> **Text block**:
Single by Red Velvet

from the album Chill Kill
- Language: Korean
- Released: November 13, 2023
- Genre: Dance-pop
- Length: 3:35
- Label: SM; Kakao;
- Composers: Kenzie; Jonathan Gusmark; Ludvig Evers; Moa "Cazzi Opeia" Carlebecker; Ellen Berg;
- Lyricist: Kenzie

Red Velvet singles chronology
| "Beautiful Christmas" (2022) | "Chill Kill" (2023) | "Cosmic" (2024) |

Music video
- "Chill Kill" on YouTube

= Chill Kill (song) =

"Chill Kill" is a song recorded by South Korean girl group Red Velvet for their third studio album of the same name. Written by Kenzie, who composed the song with Jonathan Gusmark, Ludvig Evers, Moa "Cazzi Opeia" Carlebecker, and Ellen Berg, it was released as the album's lead single by SM Entertainment on November 13, 2023.

==Background and release==
On September 18, 2023, SM Entertainment announced Red Velvet would be releasing their third studio album in November 2023. On October 18, it was announced that their third studio album titled What a Chill Kill would be released on November 13. Five days later, the album was retitled as Chill Kill, and would contain ten tracks, including the lead single of the same name. On November 9, the highlight medley teaser video was released, followed by the music video teaser a day later. The song was released alongside its music video and the album on November 13.

> **Problem description**: Copy out the entire text on the Red Velvet song "Chill Kill" word for word. The rows have no connection to the text about the song.

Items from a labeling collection
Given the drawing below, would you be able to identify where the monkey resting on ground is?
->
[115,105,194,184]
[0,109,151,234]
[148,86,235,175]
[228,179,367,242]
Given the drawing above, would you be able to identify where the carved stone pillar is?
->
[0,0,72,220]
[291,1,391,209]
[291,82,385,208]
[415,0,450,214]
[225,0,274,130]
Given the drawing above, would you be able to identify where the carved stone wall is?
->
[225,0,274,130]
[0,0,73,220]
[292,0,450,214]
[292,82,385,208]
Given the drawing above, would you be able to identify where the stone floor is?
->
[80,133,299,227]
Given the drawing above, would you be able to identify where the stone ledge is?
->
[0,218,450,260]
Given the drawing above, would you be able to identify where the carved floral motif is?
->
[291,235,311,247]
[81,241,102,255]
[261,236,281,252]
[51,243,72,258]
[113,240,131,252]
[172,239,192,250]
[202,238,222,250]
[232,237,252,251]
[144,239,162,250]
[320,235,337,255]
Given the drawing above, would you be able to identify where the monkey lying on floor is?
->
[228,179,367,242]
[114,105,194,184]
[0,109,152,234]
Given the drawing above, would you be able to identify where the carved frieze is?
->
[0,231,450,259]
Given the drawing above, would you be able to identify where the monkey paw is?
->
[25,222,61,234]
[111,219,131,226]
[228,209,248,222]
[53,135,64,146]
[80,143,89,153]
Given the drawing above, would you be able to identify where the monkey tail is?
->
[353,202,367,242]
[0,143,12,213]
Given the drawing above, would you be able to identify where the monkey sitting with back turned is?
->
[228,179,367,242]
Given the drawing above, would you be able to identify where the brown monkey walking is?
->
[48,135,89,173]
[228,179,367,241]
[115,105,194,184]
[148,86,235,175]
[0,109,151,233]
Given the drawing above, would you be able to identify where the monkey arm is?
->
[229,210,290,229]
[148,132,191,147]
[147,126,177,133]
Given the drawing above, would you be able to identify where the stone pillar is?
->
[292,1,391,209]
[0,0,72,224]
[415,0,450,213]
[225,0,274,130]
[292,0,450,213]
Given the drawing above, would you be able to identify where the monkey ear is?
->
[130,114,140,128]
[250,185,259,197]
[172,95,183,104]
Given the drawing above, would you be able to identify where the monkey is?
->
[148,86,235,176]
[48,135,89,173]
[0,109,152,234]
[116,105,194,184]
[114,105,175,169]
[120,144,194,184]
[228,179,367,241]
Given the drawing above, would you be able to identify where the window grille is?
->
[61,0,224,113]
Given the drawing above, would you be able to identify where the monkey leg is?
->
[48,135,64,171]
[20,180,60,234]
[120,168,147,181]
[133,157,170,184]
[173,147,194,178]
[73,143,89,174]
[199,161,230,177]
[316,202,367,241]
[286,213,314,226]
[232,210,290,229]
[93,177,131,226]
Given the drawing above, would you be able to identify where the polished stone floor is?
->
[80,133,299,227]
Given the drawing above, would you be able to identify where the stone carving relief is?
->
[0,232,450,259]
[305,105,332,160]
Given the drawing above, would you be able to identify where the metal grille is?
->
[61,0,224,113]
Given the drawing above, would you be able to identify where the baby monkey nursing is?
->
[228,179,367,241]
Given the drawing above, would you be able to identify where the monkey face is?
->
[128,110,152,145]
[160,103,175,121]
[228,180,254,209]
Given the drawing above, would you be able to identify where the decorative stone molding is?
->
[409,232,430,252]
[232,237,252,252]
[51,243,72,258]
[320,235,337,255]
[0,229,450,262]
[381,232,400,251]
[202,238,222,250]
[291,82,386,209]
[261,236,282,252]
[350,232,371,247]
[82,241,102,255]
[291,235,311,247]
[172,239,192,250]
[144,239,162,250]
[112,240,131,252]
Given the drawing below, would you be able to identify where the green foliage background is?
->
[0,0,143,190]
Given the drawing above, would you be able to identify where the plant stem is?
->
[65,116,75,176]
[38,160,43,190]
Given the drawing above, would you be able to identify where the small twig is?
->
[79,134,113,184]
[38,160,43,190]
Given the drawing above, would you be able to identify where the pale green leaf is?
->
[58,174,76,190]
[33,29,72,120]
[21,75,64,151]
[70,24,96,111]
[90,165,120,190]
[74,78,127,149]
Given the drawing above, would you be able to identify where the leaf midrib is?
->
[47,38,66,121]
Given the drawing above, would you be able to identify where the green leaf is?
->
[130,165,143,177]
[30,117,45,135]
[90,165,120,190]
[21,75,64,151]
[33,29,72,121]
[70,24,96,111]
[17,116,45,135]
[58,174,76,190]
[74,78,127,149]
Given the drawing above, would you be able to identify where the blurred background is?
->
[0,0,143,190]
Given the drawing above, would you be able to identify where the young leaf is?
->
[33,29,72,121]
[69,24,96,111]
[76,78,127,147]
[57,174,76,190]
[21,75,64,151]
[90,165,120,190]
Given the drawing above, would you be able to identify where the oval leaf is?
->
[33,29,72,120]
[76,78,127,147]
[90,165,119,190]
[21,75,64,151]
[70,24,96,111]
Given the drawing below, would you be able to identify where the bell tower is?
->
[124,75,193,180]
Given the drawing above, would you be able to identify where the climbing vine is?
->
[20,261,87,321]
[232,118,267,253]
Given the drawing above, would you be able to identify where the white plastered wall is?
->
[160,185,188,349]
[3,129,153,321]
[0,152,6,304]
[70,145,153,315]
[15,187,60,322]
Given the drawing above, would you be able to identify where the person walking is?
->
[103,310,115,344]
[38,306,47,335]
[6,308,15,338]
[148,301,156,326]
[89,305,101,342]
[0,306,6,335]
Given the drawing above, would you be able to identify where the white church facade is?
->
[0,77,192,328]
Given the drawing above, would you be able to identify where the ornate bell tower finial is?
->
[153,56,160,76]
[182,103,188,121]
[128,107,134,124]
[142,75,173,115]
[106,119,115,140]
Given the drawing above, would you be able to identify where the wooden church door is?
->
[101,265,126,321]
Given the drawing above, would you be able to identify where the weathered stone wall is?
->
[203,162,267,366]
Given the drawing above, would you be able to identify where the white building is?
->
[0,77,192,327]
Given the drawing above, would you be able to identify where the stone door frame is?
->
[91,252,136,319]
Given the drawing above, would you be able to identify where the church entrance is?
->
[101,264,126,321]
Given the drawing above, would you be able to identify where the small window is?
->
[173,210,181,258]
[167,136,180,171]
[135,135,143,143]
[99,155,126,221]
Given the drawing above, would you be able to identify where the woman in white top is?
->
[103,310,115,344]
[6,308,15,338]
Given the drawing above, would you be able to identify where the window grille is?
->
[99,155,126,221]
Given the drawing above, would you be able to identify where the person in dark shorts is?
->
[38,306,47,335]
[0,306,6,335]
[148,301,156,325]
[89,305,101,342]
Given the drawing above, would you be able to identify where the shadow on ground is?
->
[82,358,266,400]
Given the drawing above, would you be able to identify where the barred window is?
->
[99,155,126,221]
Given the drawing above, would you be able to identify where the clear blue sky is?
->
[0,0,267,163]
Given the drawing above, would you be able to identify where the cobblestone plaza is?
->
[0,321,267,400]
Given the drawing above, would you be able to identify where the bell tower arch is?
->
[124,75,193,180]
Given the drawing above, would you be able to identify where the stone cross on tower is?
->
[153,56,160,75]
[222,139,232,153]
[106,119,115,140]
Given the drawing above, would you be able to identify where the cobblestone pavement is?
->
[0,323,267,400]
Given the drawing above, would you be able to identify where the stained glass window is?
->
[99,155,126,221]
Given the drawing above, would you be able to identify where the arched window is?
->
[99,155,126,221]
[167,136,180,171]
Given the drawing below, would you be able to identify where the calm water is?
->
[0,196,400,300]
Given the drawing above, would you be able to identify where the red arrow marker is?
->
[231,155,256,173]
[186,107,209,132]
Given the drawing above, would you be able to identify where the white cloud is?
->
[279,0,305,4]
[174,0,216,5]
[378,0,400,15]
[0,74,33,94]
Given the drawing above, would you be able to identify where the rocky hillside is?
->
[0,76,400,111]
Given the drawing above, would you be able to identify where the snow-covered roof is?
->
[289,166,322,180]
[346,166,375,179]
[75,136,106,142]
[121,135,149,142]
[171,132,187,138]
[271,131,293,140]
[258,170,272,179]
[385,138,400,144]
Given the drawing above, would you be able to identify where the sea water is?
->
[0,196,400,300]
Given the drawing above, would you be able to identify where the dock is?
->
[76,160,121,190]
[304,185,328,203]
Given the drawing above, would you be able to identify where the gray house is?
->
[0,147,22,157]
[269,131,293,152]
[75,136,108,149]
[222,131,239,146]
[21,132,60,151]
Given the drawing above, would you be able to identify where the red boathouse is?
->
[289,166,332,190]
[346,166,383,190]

> **Completed exercise**:
Single by Red Velvet

from the album Chill Kill
- Language: Korean
- Released: November 13, 2023
- Genre: Dance-pop
- Length: 3:35
- Label: SM; Kakao;
- Composers: Kenzie; Jonathan Gusmark; Ludvig Evers; Moa "Cazzi Opeia" Carlebecker; Ellen Berg;
- Lyricist: Kenzie

Red Velvet singles chronology
| "Beautiful Christmas" (2022) | "Chill Kill" (2023) | "Cosmic" (2024) |

Music video
- "Chill Kill" on YouTube

= Chill Kill (song) =

"Chill Kill" is a song recorded by South Korean girl group Red Velvet for their third studio album of the same name. Written by Kenzie, who composed the song with Jonathan Gusmark, Ludvig Evers, Moa "Cazzi Opeia" Carlebecker, and Ellen Berg, it was released as the album's lead single by SM Entertainment on November 13, 2023.

==Background and release==
On September 18, 2023, SM Entertainment announced Red Velvet would be releasing their third studio album in November 2023. On October 18, it was announced that their third studio album titled What a Chill Kill would be released on November 13. Five days later, the album was retitled as Chill Kill, and would contain ten tracks, including the lead single of the same name. On November 9, the highlight medley teaser video was released, followed by the music video teaser a day later. The song was released alongside its music video and the album on November 13.